* begin Data in this exercise *

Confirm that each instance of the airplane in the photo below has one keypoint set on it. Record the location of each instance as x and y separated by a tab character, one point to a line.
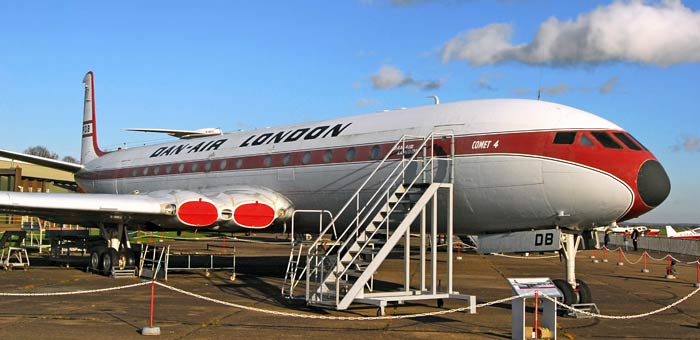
688	234
641	229
520	166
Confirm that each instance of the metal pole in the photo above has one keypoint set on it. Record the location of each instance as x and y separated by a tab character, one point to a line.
153	293
422	249
407	261
450	228
433	247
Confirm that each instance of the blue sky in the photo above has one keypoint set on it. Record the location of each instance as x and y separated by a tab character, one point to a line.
248	64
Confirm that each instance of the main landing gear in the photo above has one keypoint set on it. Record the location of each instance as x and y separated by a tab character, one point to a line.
116	254
574	291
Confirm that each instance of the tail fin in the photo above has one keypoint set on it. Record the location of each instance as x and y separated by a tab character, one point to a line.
670	232
90	150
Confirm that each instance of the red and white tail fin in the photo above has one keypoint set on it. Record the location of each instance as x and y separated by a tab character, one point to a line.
670	232
90	150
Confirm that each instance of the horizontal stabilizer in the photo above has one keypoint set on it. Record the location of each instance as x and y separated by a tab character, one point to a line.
182	134
48	162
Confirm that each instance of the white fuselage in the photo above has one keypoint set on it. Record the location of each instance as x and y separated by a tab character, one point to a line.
508	175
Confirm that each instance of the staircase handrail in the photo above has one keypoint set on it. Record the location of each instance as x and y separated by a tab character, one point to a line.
356	195
393	177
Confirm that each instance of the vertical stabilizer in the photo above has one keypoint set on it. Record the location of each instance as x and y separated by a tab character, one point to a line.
90	150
670	232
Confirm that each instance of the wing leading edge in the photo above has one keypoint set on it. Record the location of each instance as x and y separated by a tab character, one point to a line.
174	210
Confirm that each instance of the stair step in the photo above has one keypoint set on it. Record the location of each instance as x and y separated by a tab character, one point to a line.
366	251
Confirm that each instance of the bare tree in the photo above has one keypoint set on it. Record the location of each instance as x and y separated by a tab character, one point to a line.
41	151
70	159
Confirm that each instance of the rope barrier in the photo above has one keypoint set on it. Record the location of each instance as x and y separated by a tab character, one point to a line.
91	291
326	317
621	317
525	257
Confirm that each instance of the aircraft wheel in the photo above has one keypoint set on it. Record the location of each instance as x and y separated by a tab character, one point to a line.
110	258
567	292
96	258
584	293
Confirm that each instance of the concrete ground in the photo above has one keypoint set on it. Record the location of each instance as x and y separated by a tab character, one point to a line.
121	314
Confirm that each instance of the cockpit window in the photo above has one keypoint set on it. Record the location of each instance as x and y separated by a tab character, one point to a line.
626	140
585	141
636	141
606	140
564	138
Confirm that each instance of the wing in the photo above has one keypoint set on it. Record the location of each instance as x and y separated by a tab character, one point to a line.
48	162
182	134
247	207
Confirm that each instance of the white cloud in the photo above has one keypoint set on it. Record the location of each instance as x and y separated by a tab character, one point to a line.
362	102
609	86
662	33
555	90
485	81
389	77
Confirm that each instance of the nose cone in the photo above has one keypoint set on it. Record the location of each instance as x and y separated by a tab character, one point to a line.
653	183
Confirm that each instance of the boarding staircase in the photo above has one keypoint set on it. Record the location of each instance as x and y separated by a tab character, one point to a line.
402	187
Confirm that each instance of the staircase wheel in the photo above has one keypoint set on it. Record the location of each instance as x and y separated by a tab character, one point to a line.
110	258
96	258
584	293
567	292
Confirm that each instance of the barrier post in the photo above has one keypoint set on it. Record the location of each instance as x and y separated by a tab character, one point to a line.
605	254
595	256
150	330
645	270
669	273
536	328
619	257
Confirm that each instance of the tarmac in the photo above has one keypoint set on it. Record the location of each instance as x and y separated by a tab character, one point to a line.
121	314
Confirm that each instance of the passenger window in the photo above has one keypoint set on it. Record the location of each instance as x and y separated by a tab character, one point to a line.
585	141
626	140
636	141
350	155
606	140
564	138
375	152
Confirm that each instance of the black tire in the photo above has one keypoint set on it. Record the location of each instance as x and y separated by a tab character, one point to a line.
567	292
110	259
130	257
584	293
96	258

* end Data in this exercise *

(Short task) Copy the entire listing above word for word, leaving out the pictures.

(Response for this exercise)
Confirm that each instance of the airplane in the photo below has one keypoint set on it. Record the location of each instance as x and y separated by a tab character, one point to a line.
688	234
641	229
520	166
Confirm that each instance of the metal pole in the photo above has one keypoint set on it. Record the location of each instance as x and y separated by a tab character, one point to a line.
153	293
422	249
407	261
450	228
433	247
Confirm that each instance of the blue sky in the photo above has one keypoint set on it. Record the location of each instance as x and y separated by a tab character, one point to a line.
248	64
Confirm that each instance of the main landing gear in the photo above has one keypoint set on it. Record the location of each instance as x and y separated by a tab character, one point to a line.
116	254
574	291
Confirm that each instance of the tail fin in the photo above has one keypoint set on it. Record the location of each instance as x and y separated by a tab character, one point to a line.
670	232
90	150
Confirm that each instance of the red and white tail fin in the photo above has one keypoint set on it. Record the location of each instance as x and y separated by a tab character, one point to a line.
670	232
90	150
Confirm that each instance of the horizontal stabilizer in the photo above has one keypoint set on it. Record the location of each instance as x and y separated by a tab character, one point to a line.
182	134
48	162
Confirm that each instance of the white fuselage in the photo above has one keypoint set on it. Record the location of each instance as x and y separated by a tab character, one point to a line.
508	175
Confirm that each instance of the staircase handrail in the photo above has one keypoint set on it. Record the location of each instance as x and y separated by a tab character, one point to a line.
356	195
393	177
Confirm that each instance of the vertical stabilizer in the photo above has one keypoint set on it. Record the location of each instance as x and y separated by a tab character, one point to a line.
90	150
670	232
Confirm that each instance of the wing leading edge in the photo above has one keypoint set on it. Record the location of each instance as x and y separated by a tab character, one point to a line.
174	210
Confirm that each instance of the stair step in the photo above has one keypoint set on it. Record the location of each instance as x and y separated by a tab character, one point to a line.
366	251
Confirm that each instance of the bare tree in the photo above has one keypoint set on it. Record the location of each instance as x and y separated by a tab character, one point to a line.
41	151
70	159
Confirm that each instance of the rope barrier in the photo above has one keypoint set on it. Record the location of each instance as x and y separated by a tab character, one point to a line.
91	291
326	317
621	317
525	257
Confirm that each instance of the aircraft wheel in the photo above has one keypoint set on it. Record the location of each instance as x and y separated by a tab character, one point to a line.
110	258
567	292
96	258
584	293
Confirm that each instance of the concrete ground in the photo above has one keypoint set on it. Record the location of each instance as x and y separated by a tab character, one point to a line.
121	314
Confirm that each instance of the cockpit window in the photo above has one keypoint set on it. Record the location of each instance as x and y separated by a tab character, one point to a line.
626	140
585	141
636	141
606	140
564	138
Confirm that each instance of the wing in the photo above has one keypoint set on it. Record the location of each instance as x and y separated by a tab character, one point to a line.
48	162
182	134
247	207
Confirm that each instance of the white cloud in the photo above has one keypoint set on it. Record the location of each instance as x and y separated by a tab character, one point to a line.
362	102
609	86
662	33
555	90
485	81
389	77
Confirm that each instance of the nose cone in the photo above has one keypoint set on it. Record the location of each instance as x and y separated by a tab character, one point to a line.
653	183
Confirm that each instance of the boarding staircase in the photo above has one keypoint set on it. Record the location of each instance as x and y separated by a tab character, one point to a line.
402	187
Confirm that each instance of the staircase wheel in the photo above has one keypoint set on it. Record the location of each instance as x and y separated by a tab character, one point to a line.
110	258
96	258
584	293
567	292
Confirm that each instance of the barrier post in the photo above has one keypoint set on it. Record the location of each instance as x and y separated by a tab character, one point to a line.
605	254
595	256
150	330
645	270
669	273
536	328
619	257
Confirm that each instance of the tarmac in the photo above has one keypoint set on it. Record the location of each instance as x and y separated by a tab character, one point to a line.
121	314
Confirm that each instance of the passenger window in the photo above has one keypoint set on it. Record the location of each instance as x and y separated by a tab character, one point to a line.
585	141
626	140
636	141
350	155
606	140
564	138
375	152
Confirm that each instance of the black tire in the photo above has one keypoint set on it. Record the location of each instance as x and y separated by a tab character, one point to a line.
567	292
110	259
130	257
584	293
96	258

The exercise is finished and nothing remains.